EXERCISE TEXT —
• • • • • • •
2. Growth through deepening existing customer relationships

Another way to grow your company is to improve up/cross-selling to existing customers. You need to deliver the right customer experience that results in customers buying additional/different solutions from you or customers expanding your products throughout their company. To improve purchasing loyalty, you need to ensure you are excelling in these two areas:

  • Future Product / Company Direction. Your customers want to know that you will be around for a long time. Their perception of your future products and company direction is likely a measure of trust (that you will be there in the future). Become a thought-leader in your space so you can shape the conversation in your industry. When you are developing your product road map, involve your customers to ensure your product plans address your customers’ future business needs.
  • Communicate with customers. Improving satisfaction with your communications is especially important in a B2B technology setting where existing clients are inundated with sales and marketing materials. To improve these communications, be sure to include content about your company’s future plans (see above), including product road maps, training events and company news, and how they align with your customers’ future business goals. The better you can communicate your long-term story, the more likely you will be to broaden your product footprint in current accounts.
• • • • • • •
INFORMATION SHOWN —
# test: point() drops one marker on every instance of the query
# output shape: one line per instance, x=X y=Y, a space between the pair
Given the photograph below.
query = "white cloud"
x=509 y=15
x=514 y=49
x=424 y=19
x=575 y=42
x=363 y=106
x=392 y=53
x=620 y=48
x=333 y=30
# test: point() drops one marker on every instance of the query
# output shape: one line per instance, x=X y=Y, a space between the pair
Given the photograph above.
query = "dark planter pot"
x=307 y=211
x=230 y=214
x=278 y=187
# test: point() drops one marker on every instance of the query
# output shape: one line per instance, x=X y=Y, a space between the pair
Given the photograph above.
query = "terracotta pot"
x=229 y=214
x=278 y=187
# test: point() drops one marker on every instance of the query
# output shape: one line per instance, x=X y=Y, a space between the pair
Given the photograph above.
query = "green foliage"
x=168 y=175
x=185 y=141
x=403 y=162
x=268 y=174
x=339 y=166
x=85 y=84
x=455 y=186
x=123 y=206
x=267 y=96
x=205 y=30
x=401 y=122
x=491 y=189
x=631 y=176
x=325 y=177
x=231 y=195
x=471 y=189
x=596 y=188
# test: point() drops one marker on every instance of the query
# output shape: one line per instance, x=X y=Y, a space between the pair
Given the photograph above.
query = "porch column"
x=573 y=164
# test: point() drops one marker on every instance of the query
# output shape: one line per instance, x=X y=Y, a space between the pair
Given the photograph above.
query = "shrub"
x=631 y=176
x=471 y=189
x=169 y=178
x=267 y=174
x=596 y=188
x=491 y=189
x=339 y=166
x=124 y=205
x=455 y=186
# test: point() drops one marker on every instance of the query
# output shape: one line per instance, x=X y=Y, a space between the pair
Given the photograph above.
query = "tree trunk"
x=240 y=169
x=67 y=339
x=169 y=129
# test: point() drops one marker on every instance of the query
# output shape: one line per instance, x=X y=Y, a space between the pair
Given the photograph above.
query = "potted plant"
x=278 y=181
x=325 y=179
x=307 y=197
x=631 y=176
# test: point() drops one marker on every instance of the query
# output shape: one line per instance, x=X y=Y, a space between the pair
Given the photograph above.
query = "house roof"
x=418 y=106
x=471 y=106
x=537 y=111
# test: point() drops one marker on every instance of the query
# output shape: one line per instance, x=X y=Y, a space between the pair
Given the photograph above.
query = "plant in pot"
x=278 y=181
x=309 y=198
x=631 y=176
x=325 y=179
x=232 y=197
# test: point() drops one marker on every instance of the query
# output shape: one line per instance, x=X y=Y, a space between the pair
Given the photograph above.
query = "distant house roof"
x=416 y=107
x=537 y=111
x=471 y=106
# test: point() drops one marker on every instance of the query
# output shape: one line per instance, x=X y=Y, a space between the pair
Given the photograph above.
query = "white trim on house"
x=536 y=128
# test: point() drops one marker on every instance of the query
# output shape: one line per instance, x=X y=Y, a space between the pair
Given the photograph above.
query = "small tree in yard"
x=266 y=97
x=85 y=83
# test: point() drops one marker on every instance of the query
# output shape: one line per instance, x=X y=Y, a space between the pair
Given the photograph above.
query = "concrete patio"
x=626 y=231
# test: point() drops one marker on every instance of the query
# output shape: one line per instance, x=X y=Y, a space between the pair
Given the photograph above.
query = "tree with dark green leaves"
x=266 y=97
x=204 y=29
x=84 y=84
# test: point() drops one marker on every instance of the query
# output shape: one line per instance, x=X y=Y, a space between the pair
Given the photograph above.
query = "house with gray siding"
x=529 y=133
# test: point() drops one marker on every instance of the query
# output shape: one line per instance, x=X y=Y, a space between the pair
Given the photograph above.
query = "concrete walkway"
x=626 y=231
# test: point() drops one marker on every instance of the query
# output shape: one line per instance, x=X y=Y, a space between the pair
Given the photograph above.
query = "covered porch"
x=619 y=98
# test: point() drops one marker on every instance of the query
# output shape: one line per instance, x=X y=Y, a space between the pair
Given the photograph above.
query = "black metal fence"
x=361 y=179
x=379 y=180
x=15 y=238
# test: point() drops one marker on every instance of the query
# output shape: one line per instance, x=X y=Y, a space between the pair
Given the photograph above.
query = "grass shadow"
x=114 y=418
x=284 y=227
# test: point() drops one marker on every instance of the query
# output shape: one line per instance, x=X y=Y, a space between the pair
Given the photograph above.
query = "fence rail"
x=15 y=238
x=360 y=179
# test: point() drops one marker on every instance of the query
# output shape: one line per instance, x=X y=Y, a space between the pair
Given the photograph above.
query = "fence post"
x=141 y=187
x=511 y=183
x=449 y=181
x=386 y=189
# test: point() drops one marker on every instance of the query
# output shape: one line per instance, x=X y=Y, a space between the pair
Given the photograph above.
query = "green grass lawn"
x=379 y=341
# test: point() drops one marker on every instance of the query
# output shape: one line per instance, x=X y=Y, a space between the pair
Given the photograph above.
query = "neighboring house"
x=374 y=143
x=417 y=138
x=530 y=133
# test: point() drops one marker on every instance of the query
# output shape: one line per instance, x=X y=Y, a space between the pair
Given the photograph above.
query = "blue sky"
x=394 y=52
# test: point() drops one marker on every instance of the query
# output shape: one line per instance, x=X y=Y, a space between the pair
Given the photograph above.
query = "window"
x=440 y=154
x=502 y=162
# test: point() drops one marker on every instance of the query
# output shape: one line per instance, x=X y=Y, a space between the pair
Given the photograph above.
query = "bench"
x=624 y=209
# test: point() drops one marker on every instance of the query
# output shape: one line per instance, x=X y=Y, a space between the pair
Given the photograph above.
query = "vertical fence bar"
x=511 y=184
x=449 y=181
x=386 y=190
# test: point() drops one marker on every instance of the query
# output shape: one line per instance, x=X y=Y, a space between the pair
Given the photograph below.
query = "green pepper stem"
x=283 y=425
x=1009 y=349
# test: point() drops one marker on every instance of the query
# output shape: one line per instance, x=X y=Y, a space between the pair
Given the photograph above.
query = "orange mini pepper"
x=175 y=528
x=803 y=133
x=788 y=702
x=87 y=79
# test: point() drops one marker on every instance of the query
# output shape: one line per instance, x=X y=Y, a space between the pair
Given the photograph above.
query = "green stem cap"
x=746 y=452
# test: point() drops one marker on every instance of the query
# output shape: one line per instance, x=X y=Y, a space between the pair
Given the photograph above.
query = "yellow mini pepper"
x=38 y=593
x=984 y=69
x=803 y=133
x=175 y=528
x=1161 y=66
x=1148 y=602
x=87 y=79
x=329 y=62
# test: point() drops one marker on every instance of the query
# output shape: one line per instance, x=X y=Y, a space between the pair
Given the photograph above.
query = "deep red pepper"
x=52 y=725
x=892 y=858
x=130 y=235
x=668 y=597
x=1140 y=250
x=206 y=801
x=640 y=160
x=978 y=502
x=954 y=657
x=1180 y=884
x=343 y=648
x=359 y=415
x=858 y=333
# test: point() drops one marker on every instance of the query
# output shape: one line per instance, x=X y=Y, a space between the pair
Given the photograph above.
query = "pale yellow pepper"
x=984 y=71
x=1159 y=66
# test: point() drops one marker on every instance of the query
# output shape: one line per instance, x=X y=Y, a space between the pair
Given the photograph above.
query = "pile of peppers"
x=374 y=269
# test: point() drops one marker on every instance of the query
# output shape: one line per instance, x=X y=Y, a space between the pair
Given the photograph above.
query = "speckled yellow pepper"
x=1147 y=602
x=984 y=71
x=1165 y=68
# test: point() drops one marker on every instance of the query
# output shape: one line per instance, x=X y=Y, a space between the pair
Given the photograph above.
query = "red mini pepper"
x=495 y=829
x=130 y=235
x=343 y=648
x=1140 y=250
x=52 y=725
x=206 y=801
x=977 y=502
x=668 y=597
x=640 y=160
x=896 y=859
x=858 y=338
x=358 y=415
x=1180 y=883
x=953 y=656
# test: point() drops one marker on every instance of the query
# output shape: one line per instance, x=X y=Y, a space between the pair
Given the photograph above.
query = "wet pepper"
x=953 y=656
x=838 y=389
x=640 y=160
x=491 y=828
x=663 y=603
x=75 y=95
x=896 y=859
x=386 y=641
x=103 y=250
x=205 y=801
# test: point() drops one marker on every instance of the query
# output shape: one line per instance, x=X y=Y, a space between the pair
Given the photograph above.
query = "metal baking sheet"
• • • • • • •
DIRECTIONS FOR THIS TASK —
According to the passage on customer relationships, what are the two areas where you need to excel to improve purchasing loyalty? The rows are separate material, unrelated to the passage on customer relationships.

EXPECTED ANSWER —
Future product and company direction, and communicating with customers.